Data to use:
** Begin **
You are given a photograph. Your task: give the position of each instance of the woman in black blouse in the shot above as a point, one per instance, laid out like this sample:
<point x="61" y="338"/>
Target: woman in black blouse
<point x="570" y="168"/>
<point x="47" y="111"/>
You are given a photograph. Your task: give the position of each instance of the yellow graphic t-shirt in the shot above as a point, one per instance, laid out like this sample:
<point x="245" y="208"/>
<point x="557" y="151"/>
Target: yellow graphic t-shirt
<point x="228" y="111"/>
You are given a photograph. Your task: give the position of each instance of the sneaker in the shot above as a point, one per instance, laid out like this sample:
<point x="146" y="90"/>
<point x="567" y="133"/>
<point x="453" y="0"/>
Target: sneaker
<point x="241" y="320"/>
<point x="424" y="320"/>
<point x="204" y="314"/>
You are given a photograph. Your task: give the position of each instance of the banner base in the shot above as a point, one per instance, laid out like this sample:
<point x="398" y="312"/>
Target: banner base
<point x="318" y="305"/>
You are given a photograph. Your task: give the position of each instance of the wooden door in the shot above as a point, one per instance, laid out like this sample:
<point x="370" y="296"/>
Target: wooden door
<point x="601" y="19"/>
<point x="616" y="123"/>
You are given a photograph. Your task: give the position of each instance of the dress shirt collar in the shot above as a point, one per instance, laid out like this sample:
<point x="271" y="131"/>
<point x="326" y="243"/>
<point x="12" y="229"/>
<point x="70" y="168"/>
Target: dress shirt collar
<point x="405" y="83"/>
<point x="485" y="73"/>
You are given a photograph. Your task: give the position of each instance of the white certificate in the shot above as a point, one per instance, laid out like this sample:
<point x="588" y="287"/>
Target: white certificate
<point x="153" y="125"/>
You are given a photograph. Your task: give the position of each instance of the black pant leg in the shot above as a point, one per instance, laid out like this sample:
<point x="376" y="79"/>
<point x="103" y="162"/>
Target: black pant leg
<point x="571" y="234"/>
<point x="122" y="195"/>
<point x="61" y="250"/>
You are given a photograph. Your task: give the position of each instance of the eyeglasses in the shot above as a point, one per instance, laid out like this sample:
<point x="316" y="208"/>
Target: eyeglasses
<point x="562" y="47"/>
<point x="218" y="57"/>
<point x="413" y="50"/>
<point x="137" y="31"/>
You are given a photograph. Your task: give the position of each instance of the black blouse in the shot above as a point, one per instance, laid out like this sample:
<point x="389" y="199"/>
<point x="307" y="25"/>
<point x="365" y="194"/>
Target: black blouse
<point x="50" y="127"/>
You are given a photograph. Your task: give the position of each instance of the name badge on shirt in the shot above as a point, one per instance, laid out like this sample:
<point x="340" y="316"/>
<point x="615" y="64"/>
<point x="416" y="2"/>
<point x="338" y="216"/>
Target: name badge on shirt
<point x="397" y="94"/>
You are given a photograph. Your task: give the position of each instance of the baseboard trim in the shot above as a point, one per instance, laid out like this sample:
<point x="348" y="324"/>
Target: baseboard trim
** End **
Exercise:
Quote all the records. Keep every word exact.

Exercise solution:
You are given a photograph. Your task: give the position of each instance of the woman in black blouse in the shot above as a point, one per instance, laid out like this sample:
<point x="61" y="338"/>
Target: woman in black blouse
<point x="570" y="168"/>
<point x="47" y="111"/>
You are given a photograph. Your task: give the position of each instance of the yellow graphic t-shirt in the shot above as a point, one per instance, laid out like this sample:
<point x="245" y="208"/>
<point x="557" y="151"/>
Target: yellow graphic t-shirt
<point x="228" y="111"/>
You are given a photograph. Your task: give the position of each instance of the sneaker in the shot above as a point, one per instance, laid out like this sample:
<point x="146" y="90"/>
<point x="567" y="133"/>
<point x="453" y="0"/>
Target: sneaker
<point x="241" y="320"/>
<point x="424" y="320"/>
<point x="204" y="314"/>
You are given a photograph. Your task: give the position of each instance of the banner base in the shot above as a point, one per instance, laid out like this sample:
<point x="398" y="312"/>
Target: banner base
<point x="318" y="305"/>
You are given a photograph. Your task: give the position of each instance of the wooden door in the shot above as a point, one per instance, laid out like this sample:
<point x="370" y="296"/>
Target: wooden door
<point x="601" y="19"/>
<point x="616" y="123"/>
You are given a photograph. Your task: give the position of each instance of the dress shirt collar in the shot above as a point, one per instance, laid out like this sample:
<point x="271" y="131"/>
<point x="326" y="243"/>
<point x="12" y="229"/>
<point x="70" y="168"/>
Target: dress shirt collar
<point x="405" y="83"/>
<point x="485" y="73"/>
You are given a photograph. Your task: give the position of each instance of the white certificate in the shot above as a point, one per instance, laid out like this sample:
<point x="588" y="287"/>
Target: white certificate
<point x="153" y="125"/>
You are given a photograph. Your task: give the position of each instance of the black pant leg in the shot above as a point, one per instance, laid out like this sample:
<point x="376" y="79"/>
<point x="103" y="162"/>
Target: black pant leg
<point x="571" y="234"/>
<point x="122" y="195"/>
<point x="61" y="250"/>
You are given a photograph. Your task: give the position of each instance of the eyeglasses in the shot above as a point, one per instance, laid out like this sample:
<point x="316" y="208"/>
Target: eyeglasses
<point x="562" y="47"/>
<point x="218" y="57"/>
<point x="413" y="50"/>
<point x="137" y="31"/>
You are given a photograph. Your task: give the position of each instance of the black blouse in the shot above as a point, one per instance, laid out like this sample:
<point x="389" y="199"/>
<point x="307" y="25"/>
<point x="365" y="194"/>
Target: black blouse
<point x="50" y="127"/>
You are given a photograph. Your task: give the position of each instance of the name badge on shirt in the shot above as a point, one per instance, laid out like this sample:
<point x="340" y="316"/>
<point x="615" y="64"/>
<point x="416" y="2"/>
<point x="338" y="216"/>
Target: name badge on shirt
<point x="397" y="94"/>
You are given a photograph. Your task: give the position of each instance of the baseboard trim in the shot above as a point, one per instance, laid out like this sample:
<point x="348" y="324"/>
Target: baseboard trim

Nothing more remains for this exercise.